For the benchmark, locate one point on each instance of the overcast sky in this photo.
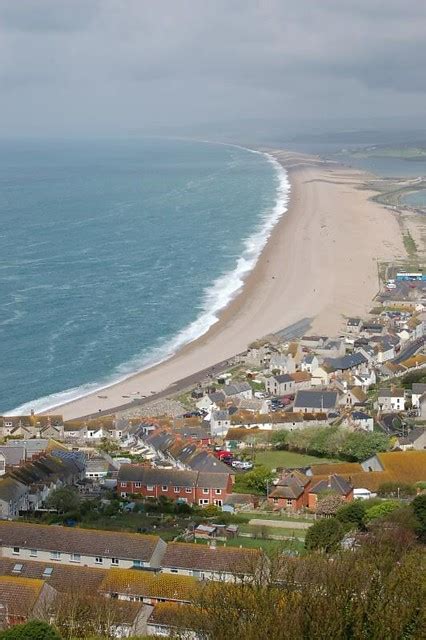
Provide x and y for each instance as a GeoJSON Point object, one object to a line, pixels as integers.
{"type": "Point", "coordinates": [73, 67]}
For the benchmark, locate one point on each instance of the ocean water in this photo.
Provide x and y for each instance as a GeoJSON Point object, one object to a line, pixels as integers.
{"type": "Point", "coordinates": [113, 254]}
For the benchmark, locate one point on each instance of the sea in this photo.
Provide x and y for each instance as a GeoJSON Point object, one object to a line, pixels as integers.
{"type": "Point", "coordinates": [116, 253]}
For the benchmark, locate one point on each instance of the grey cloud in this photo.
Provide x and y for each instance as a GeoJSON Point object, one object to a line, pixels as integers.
{"type": "Point", "coordinates": [135, 63]}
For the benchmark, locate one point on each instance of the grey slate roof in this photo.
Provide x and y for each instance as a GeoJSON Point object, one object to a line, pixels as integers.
{"type": "Point", "coordinates": [334, 483]}
{"type": "Point", "coordinates": [346, 362]}
{"type": "Point", "coordinates": [315, 399]}
{"type": "Point", "coordinates": [89, 542]}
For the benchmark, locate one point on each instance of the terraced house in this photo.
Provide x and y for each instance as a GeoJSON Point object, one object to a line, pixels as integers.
{"type": "Point", "coordinates": [63, 545]}
{"type": "Point", "coordinates": [193, 487]}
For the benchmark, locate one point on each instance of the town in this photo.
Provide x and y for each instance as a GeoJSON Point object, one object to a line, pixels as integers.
{"type": "Point", "coordinates": [144, 508]}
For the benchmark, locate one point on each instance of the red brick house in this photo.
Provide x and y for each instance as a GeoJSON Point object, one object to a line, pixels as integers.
{"type": "Point", "coordinates": [334, 484]}
{"type": "Point", "coordinates": [194, 487]}
{"type": "Point", "coordinates": [290, 492]}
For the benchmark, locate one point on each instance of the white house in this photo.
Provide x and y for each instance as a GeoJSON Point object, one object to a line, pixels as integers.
{"type": "Point", "coordinates": [390, 400]}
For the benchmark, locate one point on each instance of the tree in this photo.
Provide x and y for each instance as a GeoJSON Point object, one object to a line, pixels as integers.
{"type": "Point", "coordinates": [419, 508]}
{"type": "Point", "coordinates": [381, 510]}
{"type": "Point", "coordinates": [352, 514]}
{"type": "Point", "coordinates": [64, 500]}
{"type": "Point", "coordinates": [324, 535]}
{"type": "Point", "coordinates": [33, 630]}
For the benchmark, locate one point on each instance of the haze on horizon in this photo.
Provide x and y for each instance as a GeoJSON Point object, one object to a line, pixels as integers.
{"type": "Point", "coordinates": [123, 67]}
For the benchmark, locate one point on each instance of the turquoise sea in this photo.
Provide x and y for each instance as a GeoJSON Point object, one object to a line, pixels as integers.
{"type": "Point", "coordinates": [113, 254]}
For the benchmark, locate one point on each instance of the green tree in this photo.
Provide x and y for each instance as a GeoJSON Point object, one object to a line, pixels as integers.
{"type": "Point", "coordinates": [360, 445]}
{"type": "Point", "coordinates": [33, 630]}
{"type": "Point", "coordinates": [381, 510]}
{"type": "Point", "coordinates": [324, 535]}
{"type": "Point", "coordinates": [64, 499]}
{"type": "Point", "coordinates": [352, 514]}
{"type": "Point", "coordinates": [418, 507]}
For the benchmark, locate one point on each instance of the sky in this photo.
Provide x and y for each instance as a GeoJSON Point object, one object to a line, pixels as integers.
{"type": "Point", "coordinates": [119, 67]}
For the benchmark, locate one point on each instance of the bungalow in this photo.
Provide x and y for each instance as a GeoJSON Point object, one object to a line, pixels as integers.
{"type": "Point", "coordinates": [309, 363]}
{"type": "Point", "coordinates": [209, 562]}
{"type": "Point", "coordinates": [353, 325]}
{"type": "Point", "coordinates": [390, 400]}
{"type": "Point", "coordinates": [290, 492]}
{"type": "Point", "coordinates": [193, 487]}
{"type": "Point", "coordinates": [220, 422]}
{"type": "Point", "coordinates": [417, 390]}
{"type": "Point", "coordinates": [351, 362]}
{"type": "Point", "coordinates": [88, 547]}
{"type": "Point", "coordinates": [237, 390]}
{"type": "Point", "coordinates": [280, 385]}
{"type": "Point", "coordinates": [310, 401]}
{"type": "Point", "coordinates": [334, 484]}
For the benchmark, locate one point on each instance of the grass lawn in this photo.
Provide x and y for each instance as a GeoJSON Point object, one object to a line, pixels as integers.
{"type": "Point", "coordinates": [271, 531]}
{"type": "Point", "coordinates": [274, 458]}
{"type": "Point", "coordinates": [269, 546]}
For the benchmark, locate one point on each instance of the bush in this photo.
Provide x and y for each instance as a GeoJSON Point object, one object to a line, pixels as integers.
{"type": "Point", "coordinates": [33, 630]}
{"type": "Point", "coordinates": [324, 535]}
{"type": "Point", "coordinates": [380, 510]}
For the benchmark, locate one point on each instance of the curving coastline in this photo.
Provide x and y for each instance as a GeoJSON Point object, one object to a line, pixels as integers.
{"type": "Point", "coordinates": [319, 262]}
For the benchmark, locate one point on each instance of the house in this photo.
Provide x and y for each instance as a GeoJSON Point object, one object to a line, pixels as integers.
{"type": "Point", "coordinates": [389, 400]}
{"type": "Point", "coordinates": [310, 401]}
{"type": "Point", "coordinates": [237, 390]}
{"type": "Point", "coordinates": [353, 325]}
{"type": "Point", "coordinates": [279, 385]}
{"type": "Point", "coordinates": [362, 420]}
{"type": "Point", "coordinates": [219, 423]}
{"type": "Point", "coordinates": [283, 362]}
{"type": "Point", "coordinates": [334, 484]}
{"type": "Point", "coordinates": [415, 439]}
{"type": "Point", "coordinates": [22, 600]}
{"type": "Point", "coordinates": [88, 547]}
{"type": "Point", "coordinates": [417, 390]}
{"type": "Point", "coordinates": [351, 362]}
{"type": "Point", "coordinates": [209, 562]}
{"type": "Point", "coordinates": [321, 376]}
{"type": "Point", "coordinates": [309, 363]}
{"type": "Point", "coordinates": [193, 487]}
{"type": "Point", "coordinates": [290, 492]}
{"type": "Point", "coordinates": [14, 497]}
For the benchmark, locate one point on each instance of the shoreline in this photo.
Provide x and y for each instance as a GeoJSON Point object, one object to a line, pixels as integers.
{"type": "Point", "coordinates": [330, 235]}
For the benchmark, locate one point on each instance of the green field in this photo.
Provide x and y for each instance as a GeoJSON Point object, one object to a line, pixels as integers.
{"type": "Point", "coordinates": [274, 459]}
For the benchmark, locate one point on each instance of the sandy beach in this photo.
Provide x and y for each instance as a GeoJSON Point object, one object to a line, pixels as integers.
{"type": "Point", "coordinates": [320, 263]}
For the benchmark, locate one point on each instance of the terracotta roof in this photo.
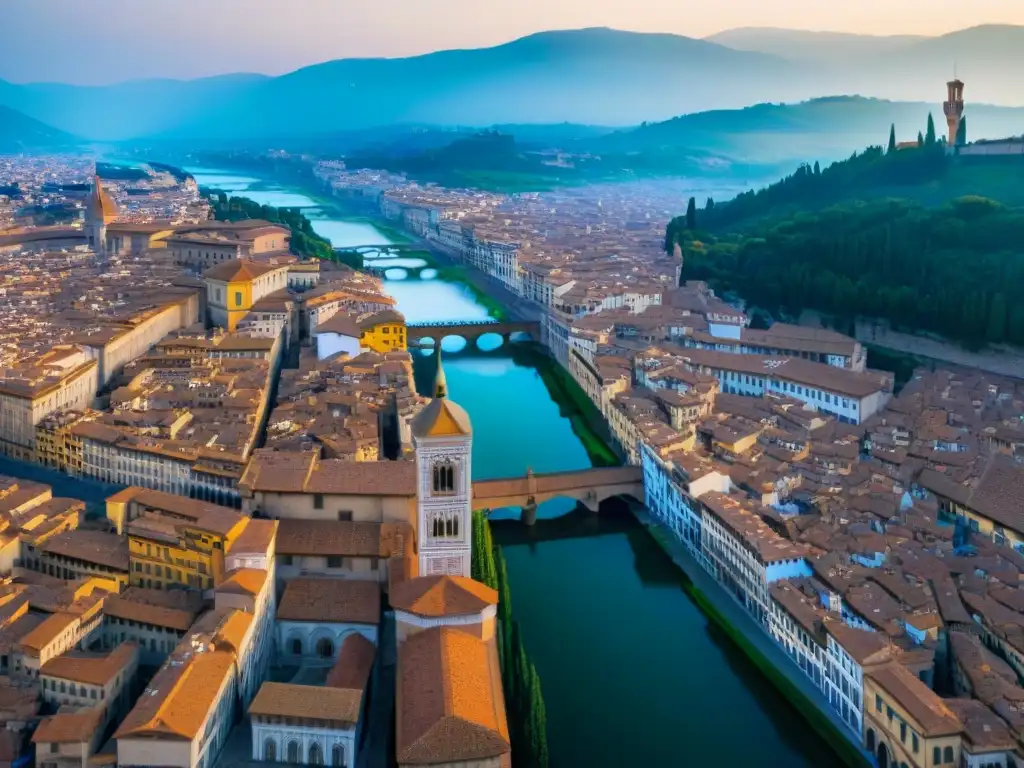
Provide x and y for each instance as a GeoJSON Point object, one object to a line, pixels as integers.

Exercise task >> Render all of the records above as a Markdown table with the columns "Row" and "Record line": one numbered row per line, with blank lines omitted. Leave the pictures out of the table.

Response to the exercise >>
| Row | Record line |
|---|---|
| 1 | For the benchmark, locate one point on each instance of the overcast sky in this photo. |
| 2 | Provide x and y for each instance as a GeoJSON Point object, one object to a line, pixels as integers. |
| 3 | {"type": "Point", "coordinates": [73, 67]} |
| 4 | For the benchmark, locate one point on each instance of the ocean water in this photo. |
| 5 | Provide x and y for each instance as a GeoJSON Point object, one object to a line, pixels as integers. |
| 6 | {"type": "Point", "coordinates": [113, 254]} |
| 7 | For the benchmark, locate one point on each instance of the sea in this photo. |
| 8 | Provide x and y for each instance as a GeoJSON Point object, one object to a line, pixels as integers. |
| 9 | {"type": "Point", "coordinates": [116, 253]} |
| 10 | For the benchmark, locate one point on each instance of the grey cloud in this photo. |
| 11 | Provide x and y for each instance as a GeoJSON Point object, one object to a line, pixels as integers. |
| 12 | {"type": "Point", "coordinates": [135, 63]} |
| 13 | For the benchmark, locate one point on each instance of the grey slate roof in this photo. |
| 14 | Provide x and y for each instance as a GeoJSON Point object, one object to a line, pixels as integers. |
| 15 | {"type": "Point", "coordinates": [334, 483]} |
| 16 | {"type": "Point", "coordinates": [346, 362]} |
| 17 | {"type": "Point", "coordinates": [315, 399]} |
| 18 | {"type": "Point", "coordinates": [89, 542]} |
| 19 | For the benchmark, locate one point on each instance of the terraced house in this photo. |
| 20 | Provide x and y for each instance as a GeoJSON Point object, one object to a line, pixels as integers. |
| 21 | {"type": "Point", "coordinates": [63, 545]} |
| 22 | {"type": "Point", "coordinates": [193, 487]} |
| 23 | For the benchmark, locate one point on each instance of the town in this photo. |
| 24 | Provide x and y for each instance as a GeoJSON Point object, one object to a line, pixels as integers. |
| 25 | {"type": "Point", "coordinates": [144, 508]} |
| 26 | For the benchmark, locate one point on each instance of the red brick house in this photo. |
| 27 | Provide x and y for each instance as a GeoJSON Point object, one object to a line, pixels as integers. |
| 28 | {"type": "Point", "coordinates": [334, 484]} |
| 29 | {"type": "Point", "coordinates": [194, 487]} |
| 30 | {"type": "Point", "coordinates": [290, 492]} |
| 31 | For the benchmark, locate one point on each instance of the white house in this photo. |
| 32 | Provide x and y for each instance as a GeoJSON Point object, one object to a line, pixels as integers. |
| 33 | {"type": "Point", "coordinates": [390, 400]} |
| 34 | For the benchmark, locate one point on each instance of the tree in this photo. |
| 35 | Provide x and y for each instance as a GeoJSON Point object, one object to a line, pixels as integers. |
| 36 | {"type": "Point", "coordinates": [419, 508]} |
| 37 | {"type": "Point", "coordinates": [381, 510]} |
| 38 | {"type": "Point", "coordinates": [352, 514]} |
| 39 | {"type": "Point", "coordinates": [64, 500]} |
| 40 | {"type": "Point", "coordinates": [324, 535]} |
| 41 | {"type": "Point", "coordinates": [33, 630]} |
| 42 | For the benchmark, locate one point on each instance of the haze on horizon in this photo. |
| 43 | Provide x and y for each instance as a GeoJSON Point object, one object to a line, pixels as integers. |
| 44 | {"type": "Point", "coordinates": [123, 67]} |
| 45 | For the benchmark, locate one point on each instance of the turquoise sea in this photo. |
| 46 | Provide x and y for each instance as a GeoJSON Point object, one object to a line, pixels as integers. |
| 47 | {"type": "Point", "coordinates": [113, 254]} |
| 48 | For the benchmark, locate one point on each instance of the green tree in this photo. |
| 49 | Provide x and y for each instance as a GeoJSON Point object, one object to a line, pixels as integers. |
| 50 | {"type": "Point", "coordinates": [360, 445]} |
| 51 | {"type": "Point", "coordinates": [33, 630]} |
| 52 | {"type": "Point", "coordinates": [381, 510]} |
| 53 | {"type": "Point", "coordinates": [324, 535]} |
| 54 | {"type": "Point", "coordinates": [64, 499]} |
| 55 | {"type": "Point", "coordinates": [352, 514]} |
| 56 | {"type": "Point", "coordinates": [418, 507]} |
| 57 | For the benchmark, locate one point on each instance of the sky in this photo. |
| 58 | Provide x and y for each instance as a GeoJSON Point object, one object to a line, pixels as integers. |
| 59 | {"type": "Point", "coordinates": [119, 67]} |
| 60 | For the benchmark, locate one point on each instance of the bungalow in this photo. |
| 61 | Provide x and y for each instance as a GeoJSON Point object, one object to a line, pixels as integers. |
| 62 | {"type": "Point", "coordinates": [309, 363]} |
| 63 | {"type": "Point", "coordinates": [209, 562]} |
| 64 | {"type": "Point", "coordinates": [353, 325]} |
| 65 | {"type": "Point", "coordinates": [390, 400]} |
| 66 | {"type": "Point", "coordinates": [290, 492]} |
| 67 | {"type": "Point", "coordinates": [193, 487]} |
| 68 | {"type": "Point", "coordinates": [220, 422]} |
| 69 | {"type": "Point", "coordinates": [417, 390]} |
| 70 | {"type": "Point", "coordinates": [351, 362]} |
| 71 | {"type": "Point", "coordinates": [88, 547]} |
| 72 | {"type": "Point", "coordinates": [237, 390]} |
| 73 | {"type": "Point", "coordinates": [280, 385]} |
| 74 | {"type": "Point", "coordinates": [310, 401]} |
| 75 | {"type": "Point", "coordinates": [334, 484]} |
| 76 | For the benchmark, locate one point on each instance of the grass lawn in this photo. |
| 77 | Provide x and y for each instance as a GeoJSON Point object, one object to a line, pixels as integers. |
| 78 | {"type": "Point", "coordinates": [271, 531]} |
| 79 | {"type": "Point", "coordinates": [274, 458]} |
| 80 | {"type": "Point", "coordinates": [269, 546]} |
| 81 | For the benchmark, locate one point on each instance of the bush in this photo. |
| 82 | Provide x and y for each instance as a GeoJSON Point object, one object to a line, pixels as integers. |
| 83 | {"type": "Point", "coordinates": [33, 630]} |
| 84 | {"type": "Point", "coordinates": [324, 535]} |
| 85 | {"type": "Point", "coordinates": [380, 510]} |
| 86 | For the benchmark, locate one point on each instance of the curving coastline in this photo. |
| 87 | Provide x and y for each instance as a GeoJSON Point object, one object to a line, pixels as integers. |
| 88 | {"type": "Point", "coordinates": [319, 262]} |
| 89 | For the benchmark, locate one point on each instance of the house in this photo. |
| 90 | Provide x and y for each instance as a GeoJSON Point object, one object to a line, pixels as integers. |
| 91 | {"type": "Point", "coordinates": [389, 400]} |
| 92 | {"type": "Point", "coordinates": [310, 401]} |
| 93 | {"type": "Point", "coordinates": [237, 390]} |
| 94 | {"type": "Point", "coordinates": [353, 325]} |
| 95 | {"type": "Point", "coordinates": [279, 385]} |
| 96 | {"type": "Point", "coordinates": [362, 420]} |
| 97 | {"type": "Point", "coordinates": [219, 423]} |
| 98 | {"type": "Point", "coordinates": [283, 362]} |
| 99 | {"type": "Point", "coordinates": [334, 484]} |
| 100 | {"type": "Point", "coordinates": [415, 439]} |
| 101 | {"type": "Point", "coordinates": [22, 600]} |
| 102 | {"type": "Point", "coordinates": [88, 547]} |
| 103 | {"type": "Point", "coordinates": [417, 390]} |
| 104 | {"type": "Point", "coordinates": [351, 362]} |
| 105 | {"type": "Point", "coordinates": [209, 562]} |
| 106 | {"type": "Point", "coordinates": [321, 376]} |
| 107 | {"type": "Point", "coordinates": [309, 363]} |
| 108 | {"type": "Point", "coordinates": [193, 487]} |
| 109 | {"type": "Point", "coordinates": [290, 492]} |
| 110 | {"type": "Point", "coordinates": [14, 497]} |
| 111 | For the benchmark, locate one point on each instance of the shoreline in this photo. |
| 112 | Provide x and y for each instance as a GeoJSON Point object, one object to a line, pixels as integers. |
| 113 | {"type": "Point", "coordinates": [330, 235]} |
| 114 | For the benchmark, locate one point on each instance of the green field in this photo. |
| 115 | Provide x and y for each instance as a GeoJSON Point object, one object to a line, pixels as integers. |
| 116 | {"type": "Point", "coordinates": [274, 459]} |
| 117 | For the benchmark, locate one point on each instance of the sandy beach in this photo. |
| 118 | Provide x and y for each instance as a GeoJSON Point object, one object to a line, pixels as integers. |
| 119 | {"type": "Point", "coordinates": [320, 263]} |
| 120 | For the benchmark, locate one point on each instance of the terracotta roof in this photo. |
| 121 | Provide x and y for each instance as a GeoJSON Point object, one object to a line, pixels as integers. |